* _What you need to do_
Print the records below exactly as they appear.

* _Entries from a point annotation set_
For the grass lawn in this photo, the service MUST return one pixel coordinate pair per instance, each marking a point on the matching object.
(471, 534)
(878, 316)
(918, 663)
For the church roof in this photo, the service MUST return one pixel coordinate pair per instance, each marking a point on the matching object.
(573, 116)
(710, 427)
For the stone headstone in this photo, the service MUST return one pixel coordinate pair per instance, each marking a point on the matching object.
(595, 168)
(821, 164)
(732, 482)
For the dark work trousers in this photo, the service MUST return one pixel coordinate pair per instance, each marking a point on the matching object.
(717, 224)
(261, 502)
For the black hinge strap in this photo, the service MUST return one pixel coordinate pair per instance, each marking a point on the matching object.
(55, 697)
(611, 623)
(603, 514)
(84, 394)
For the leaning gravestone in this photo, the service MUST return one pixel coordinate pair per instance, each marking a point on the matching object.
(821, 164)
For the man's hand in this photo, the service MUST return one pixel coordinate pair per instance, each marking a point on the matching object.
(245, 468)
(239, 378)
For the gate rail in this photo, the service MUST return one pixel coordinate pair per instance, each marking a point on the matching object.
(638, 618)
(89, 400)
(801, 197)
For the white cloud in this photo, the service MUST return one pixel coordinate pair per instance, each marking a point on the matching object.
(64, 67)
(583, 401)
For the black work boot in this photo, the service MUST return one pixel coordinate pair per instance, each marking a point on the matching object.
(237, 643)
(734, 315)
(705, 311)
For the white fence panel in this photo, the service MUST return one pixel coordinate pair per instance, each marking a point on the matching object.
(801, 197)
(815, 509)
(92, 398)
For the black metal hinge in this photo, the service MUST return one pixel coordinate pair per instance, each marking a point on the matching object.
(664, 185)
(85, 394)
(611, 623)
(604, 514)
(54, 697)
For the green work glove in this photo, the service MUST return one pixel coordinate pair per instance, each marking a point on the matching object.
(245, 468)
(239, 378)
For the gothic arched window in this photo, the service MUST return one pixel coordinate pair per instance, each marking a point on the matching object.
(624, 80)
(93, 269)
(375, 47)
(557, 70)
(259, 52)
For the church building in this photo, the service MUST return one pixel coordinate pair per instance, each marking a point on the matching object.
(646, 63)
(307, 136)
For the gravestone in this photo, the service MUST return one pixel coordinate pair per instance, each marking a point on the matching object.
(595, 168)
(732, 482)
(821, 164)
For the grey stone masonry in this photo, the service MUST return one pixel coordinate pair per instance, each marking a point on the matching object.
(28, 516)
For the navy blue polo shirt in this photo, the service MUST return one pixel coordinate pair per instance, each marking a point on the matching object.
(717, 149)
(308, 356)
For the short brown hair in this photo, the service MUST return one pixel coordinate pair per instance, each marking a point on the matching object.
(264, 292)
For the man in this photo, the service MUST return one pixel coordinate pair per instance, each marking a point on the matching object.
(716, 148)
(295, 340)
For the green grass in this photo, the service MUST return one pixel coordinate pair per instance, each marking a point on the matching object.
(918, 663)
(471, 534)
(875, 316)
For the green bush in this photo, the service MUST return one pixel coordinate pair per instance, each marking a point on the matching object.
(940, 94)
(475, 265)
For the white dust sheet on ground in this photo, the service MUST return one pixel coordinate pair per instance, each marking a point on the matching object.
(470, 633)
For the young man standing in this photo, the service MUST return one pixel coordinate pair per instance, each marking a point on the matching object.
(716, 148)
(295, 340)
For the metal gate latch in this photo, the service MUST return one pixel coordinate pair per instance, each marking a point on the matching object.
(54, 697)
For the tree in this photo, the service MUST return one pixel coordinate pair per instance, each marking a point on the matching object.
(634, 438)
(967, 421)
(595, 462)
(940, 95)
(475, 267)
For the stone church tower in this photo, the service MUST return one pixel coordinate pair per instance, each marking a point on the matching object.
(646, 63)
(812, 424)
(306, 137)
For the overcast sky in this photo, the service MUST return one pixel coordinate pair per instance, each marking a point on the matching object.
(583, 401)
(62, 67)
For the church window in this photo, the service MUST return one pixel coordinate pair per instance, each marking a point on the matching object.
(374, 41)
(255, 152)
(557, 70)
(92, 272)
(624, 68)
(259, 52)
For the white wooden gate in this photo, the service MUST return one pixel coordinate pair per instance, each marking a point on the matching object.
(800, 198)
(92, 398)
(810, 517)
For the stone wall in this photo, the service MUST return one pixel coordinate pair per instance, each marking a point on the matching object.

* _The solution_
For the grass lawn in this photo, the service MUST return one pixel coordinate pair per instance, each marking a point on the matching object.
(471, 534)
(878, 316)
(918, 663)
For the church roof in this photo, the service MUST return one pixel coordinate pair per instance, each marking a point on the matching object.
(573, 116)
(710, 427)
For the stone headstone in this photo, the service MUST return one pixel coordinate pair per instance, each marking a point on the matching object.
(595, 168)
(821, 164)
(732, 482)
For the dark work trousers in this photo, the service MUST return one pixel coordinate pair per instance, each marking a point on the matching object.
(717, 224)
(261, 502)
For the black hinge strap in this photo, the service MUST return one pixel coordinate pair per instance, each marking a point on the matching object.
(55, 697)
(611, 623)
(603, 514)
(84, 394)
For the leaning gravestone in this photo, the service MUST return one pixel coordinate pair per instance, each marking a point on the matching object.
(821, 164)
For the man's hand in this photo, the service MUST return one pixel coordinate pair per instance, each marking a point on the matching object.
(245, 468)
(239, 378)
For the gate rail in this photo, the service MUST return one pixel coordinate pair per instance, each marking a point on the matching object.
(638, 618)
(89, 400)
(801, 197)
For the white cloud in this photo, the service MUST return one pixel coordinate pair per instance, each marking a point on the matching object.
(64, 67)
(583, 401)
For the black work boot in this photo, the service MUST return one pixel coordinate pair per instance, each marking a point on the matching object.
(237, 643)
(734, 315)
(705, 311)
For the white fence panel in this photo, the service MUST return one pixel coordinate pair per instance, each marking a point on the matching object.
(801, 197)
(815, 509)
(92, 398)
For the black metal hinge in this photo, the service MUST return one pixel coordinate pair per instance, each marking a point on the matching object.
(664, 185)
(85, 394)
(611, 623)
(604, 514)
(54, 697)
For the green work glove in this photo, the service MUST return one pixel coordinate pair per instance, each marking a point on the matching object.
(245, 468)
(239, 378)
For the gothic arched window in this photo, the service MUST return one pixel coordinate pair per instance, each marking a point on the matching object.
(624, 80)
(93, 269)
(375, 47)
(557, 70)
(259, 52)
For the church building in this photo, the service MUST return one pixel coordinate pair per instance, each marking a point on the matching object.
(646, 63)
(307, 136)
For the gravestone in this photo, the service MUST return one pixel coordinate pair per instance, each marking a point on the matching object.
(595, 168)
(732, 482)
(821, 164)
For the grey stone masonry in this photo, the service MUST return one pixel coordinate pair per instance, each marking a point on the matching object.
(28, 516)
For the navy blue polo shirt in this photo, the service MUST return one pixel coordinate pair per instance, each marking a point on the matching object.
(717, 149)
(308, 356)
For the short brown hair in this photo, the service MUST return one pixel coordinate pair per instance, each marking a point on the matching object.
(264, 292)
For the man in this photo, the service MUST return one pixel coordinate pair per instance, each marking a point on the matching object.
(716, 148)
(295, 340)
For the green grass in this photo, the service MUST return one pixel coordinate pair per instance, each marking a point on the matching object.
(918, 663)
(471, 534)
(875, 316)
For the green bush in this photo, the service MUST return one pixel coordinate pair per instance, each marking a point on the matching object.
(940, 94)
(475, 265)
For the white dust sheet on ground in this photo, the service MUST return one pixel coordinate pair per instance, each marking a point on the matching object.
(470, 633)
For the young man standing in this photo, the service MUST return one pixel coordinate pair per instance, each marking a point on the matching object.
(716, 148)
(295, 340)
For the metal gate latch in this photo, the service MUST return one pixel coordinate pair per instance, each marking a point on the matching object.
(54, 697)
For the tree in this photo, the service MUST return one pixel coordinate pair per instance, each marking a point on the matching object.
(634, 438)
(967, 421)
(595, 462)
(940, 95)
(475, 267)
For the stone church tower in this photo, the service MUST return one pixel coordinate pair per instance, each marking a point on the matching object.
(646, 63)
(812, 424)
(306, 137)
For the overcast sky in this photo, the service MUST return one pixel coordinate pair per instance, each marking a point on the matching object.
(583, 401)
(62, 67)
For the church window in this photo, the service MUST return one pixel coordinate pair per instance, each marking a point on the matching object.
(374, 41)
(255, 152)
(557, 70)
(92, 272)
(624, 68)
(259, 52)
For the white wooden gate in this photo, the service MUST return one pixel coordinate pair per instance, each marking a point on the matching object.
(800, 198)
(92, 398)
(810, 517)
For the stone wall in this photo, the service MUST return one pixel coordinate pair per instance, each marking a point on the matching object.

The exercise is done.